- [O que fazer]
1 > Quais são as respostas a estas perguntas sobre a entrevista sobre o G-20?
(a) Quais foram os três temas que o Brasil apresentou para as discussões?
(b) Quem fez o convite a Portugal, de acordo com a entrevista?
(c) Em que continente Portugal está geograficamente localizado?
2 > Dê continuidade à entrevista sobre o G-20 a partir da última frase apresentada.

- [Trecho selecionado]
○ ○ ○
Portugal veio como convidado do governo brasileiro à reunião do G-20. Como está sendo sua participação nesse fórum?

Nós apreciamos muito o convite que o Brasil nos fez. Foi um gesto de reconhecimento do papel de Portugal no cenário internacional. Portugal é um país que tem uma visão muito própria do mundo. Estamos geograficamente localizados no continente europeu, mas temos um mundo econômico, cultural, histórico, diplomático e afetivo que transborda as fronteiras da Europa. Isso é uma óbvia vantagem para o Brasil e para Portugal. Estamos muito satisfeitos pelo presidente Lula ter nos feito o convite. Posso dizer que este fórum está tendo um grande êxito diplomático para o Brasil.

Como o senhor avalia as propostas que o Brasil trouxe para as discussões?

O Brasil apresentou três temas que são certeiros. O tema das desigualdades, da tributação e da dívida dos países. Sobre o tema das desigualdades, essencialmente foi tratada a urgência de se ter, em todos os países, sistemas de saúde, pré-escolares e de acompanhamento das famílias e de seus rendimentos; de erradicação da pobreza extrema e também de fenômenos de exclusão mais complexos como os da geopolítica internacional e da crise ambiental em que vivemos. As desigualdades e as alterações climáticas atingem desproporcionalmente os países do sul, que sofrem mais por terem menos recursos para fazerem frente a esses fenômenos.
○ ○ ○
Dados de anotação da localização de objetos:

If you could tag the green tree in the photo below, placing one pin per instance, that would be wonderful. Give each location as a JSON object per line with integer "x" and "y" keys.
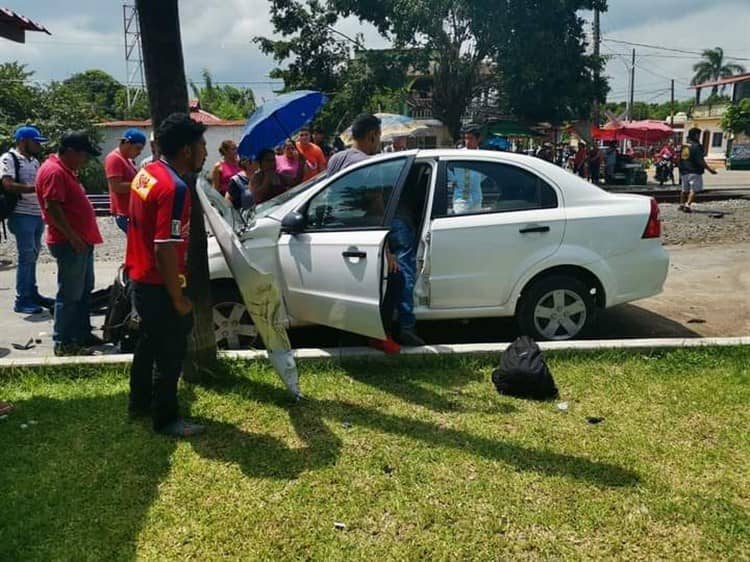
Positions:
{"x": 316, "y": 57}
{"x": 454, "y": 40}
{"x": 227, "y": 102}
{"x": 736, "y": 119}
{"x": 714, "y": 67}
{"x": 98, "y": 89}
{"x": 542, "y": 64}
○ ○ ○
- [Resultados]
1 >
(a) As desigualdades, a tributação e a dívida dos países.
(b) O presidente Lula.
(c) No continente europeu.

2 >
O segundo tema trata da tributação, ponto que precisamos superar. Para isso está sendo proposto um sistema global que permita que os Estados tenham uma tributação cada vez mais transparente e mais equitativa. Isso só será possível se houver uma forte cooperação internacional.

Houve pontos de convergência de países muito importantes sobre a necessidade de se fechar um acordo tomando como base os pilares da OCDE. O pilar mais avançado estabelece uma tributação mínima de 15%, para todas as empresas com faturamento acima de € 750 milhões (cerca de R$ 4 bilhões) na União Europeia. Essa diretiva está sendo tratada pelos países e a ideia é entrar em vigor em 2025. Vai ser um grande salto.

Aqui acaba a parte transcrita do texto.